• [Action item] Extract the records in full, leaving every picture out.

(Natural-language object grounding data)
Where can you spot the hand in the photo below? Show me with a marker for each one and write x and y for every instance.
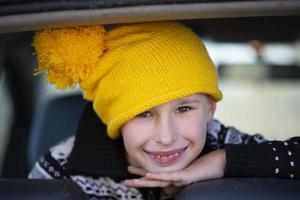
(209, 166)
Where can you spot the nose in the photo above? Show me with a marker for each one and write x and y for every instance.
(166, 132)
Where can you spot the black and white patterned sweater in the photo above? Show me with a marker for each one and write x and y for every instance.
(101, 177)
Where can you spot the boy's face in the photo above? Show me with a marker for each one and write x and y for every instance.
(170, 136)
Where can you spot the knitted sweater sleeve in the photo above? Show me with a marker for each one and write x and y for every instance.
(254, 156)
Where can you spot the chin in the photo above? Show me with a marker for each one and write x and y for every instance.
(170, 168)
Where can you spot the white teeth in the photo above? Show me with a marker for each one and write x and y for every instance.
(165, 158)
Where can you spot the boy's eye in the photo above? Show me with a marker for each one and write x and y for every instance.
(183, 109)
(144, 114)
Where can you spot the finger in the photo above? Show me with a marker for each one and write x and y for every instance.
(137, 170)
(145, 183)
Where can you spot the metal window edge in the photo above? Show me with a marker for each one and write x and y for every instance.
(56, 19)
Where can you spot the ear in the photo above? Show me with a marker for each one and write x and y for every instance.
(211, 108)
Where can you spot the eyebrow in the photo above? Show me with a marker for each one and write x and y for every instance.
(190, 100)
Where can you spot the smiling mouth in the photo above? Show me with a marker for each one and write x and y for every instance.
(166, 157)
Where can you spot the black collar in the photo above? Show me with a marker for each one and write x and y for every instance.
(94, 153)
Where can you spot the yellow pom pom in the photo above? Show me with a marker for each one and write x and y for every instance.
(69, 54)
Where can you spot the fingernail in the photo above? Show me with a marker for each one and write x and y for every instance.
(148, 174)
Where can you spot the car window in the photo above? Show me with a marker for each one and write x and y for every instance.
(5, 114)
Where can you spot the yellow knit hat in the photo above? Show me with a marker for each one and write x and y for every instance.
(128, 69)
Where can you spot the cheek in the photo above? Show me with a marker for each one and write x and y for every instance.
(134, 136)
(193, 127)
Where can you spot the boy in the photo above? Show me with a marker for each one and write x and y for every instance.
(155, 88)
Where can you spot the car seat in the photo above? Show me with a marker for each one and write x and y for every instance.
(54, 121)
(22, 189)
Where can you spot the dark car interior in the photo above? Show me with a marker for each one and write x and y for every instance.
(37, 122)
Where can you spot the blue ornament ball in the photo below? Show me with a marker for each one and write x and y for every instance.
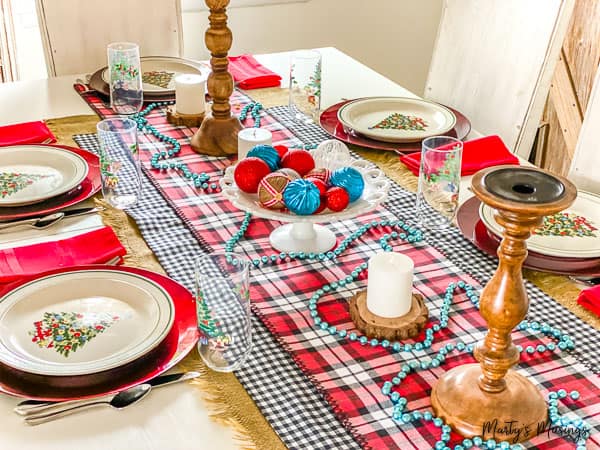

• [Exercise response]
Where can you spot the hand in the photo below? Show me with a marker for each one and write x and y for every instance.
(209, 166)
Where can you spot the nose in the photo above? Show me with a marker for each one and write x and y for every instance.
(166, 132)
Where can you spot the black and white patterned sweater in the photo above? Show me with a marker for each one and write x and y for every instance.
(101, 177)
Where can you spot the boy's face in the photo above? Show me with a marker for each one and write x and y for every instance.
(170, 136)
Where can you spot the knitted sweater sleeve in the photo above? Show me with a marker for each one and write x and y for every instance.
(254, 156)
Where can you spot the chin in the photo above? Show me with a marker for each one and write x and y for every instance.
(170, 168)
Where can you spot the white teeth in the photo above? Show me with a marker for each one and write x and y for every instance.
(165, 158)
Where can you spot the boy's eye in the photo above? Show me with a marker for each one and write x and y for every instance.
(183, 109)
(144, 114)
Where can you spot the finger in the photo above? Show me with a marker for each one and write x and y for every instance.
(137, 170)
(145, 183)
Where can you spot the metal window edge in the photo above? Show me with a marker for each one and write x and y for every instance.
(56, 19)
Where can you spot the ear in the photo above? Show me with a marker for each one and write x and y for every instance.
(211, 108)
Where can you spot the eyebrow in the photo above? Show me with a marker for each one and write x and y for every instance.
(190, 100)
Where can you spot the smiling mouth in the photo above? Show me with a marker for each one and write x and y for every instance.
(166, 157)
Where can you spot the black collar in the photo above? Show me with a marker for each one and write x and y for every instance.
(94, 153)
Where can you spot the yellow pom pom in the photo above? Show me with a marker for each one and write x and y for every instance.
(69, 54)
Where can you spot the fingernail in the photo above? Show me with a marker for each one and write x and y for every instance.
(148, 174)
Where can you spot the car window in the photo above? Show me with a marker for each one and write x and y for every instance.
(5, 114)
Where can you spot the yellow knit hat in the photo above? Show me with a marker for each one and write x and y for every instance.
(128, 69)
Where can you spot the cheek in the photo above? Show me with a marker for each one and write x and y for every instance.
(134, 136)
(193, 127)
Where can you spot the boy in the photo above? Show me with a marker for each one and write x and y for every instance.
(155, 88)
Where can you spot the car seat in the photo above? Show me with a marker for each one and write x and y for every instance.
(54, 121)
(22, 189)
Where can you spot the dark car interior in the photo above? Show me with a marker for each one and write x and y for every instance.
(37, 122)
Where can you spot the blue ornament ball in the photo below? Show me with a marker for each one and write x and y for every instance.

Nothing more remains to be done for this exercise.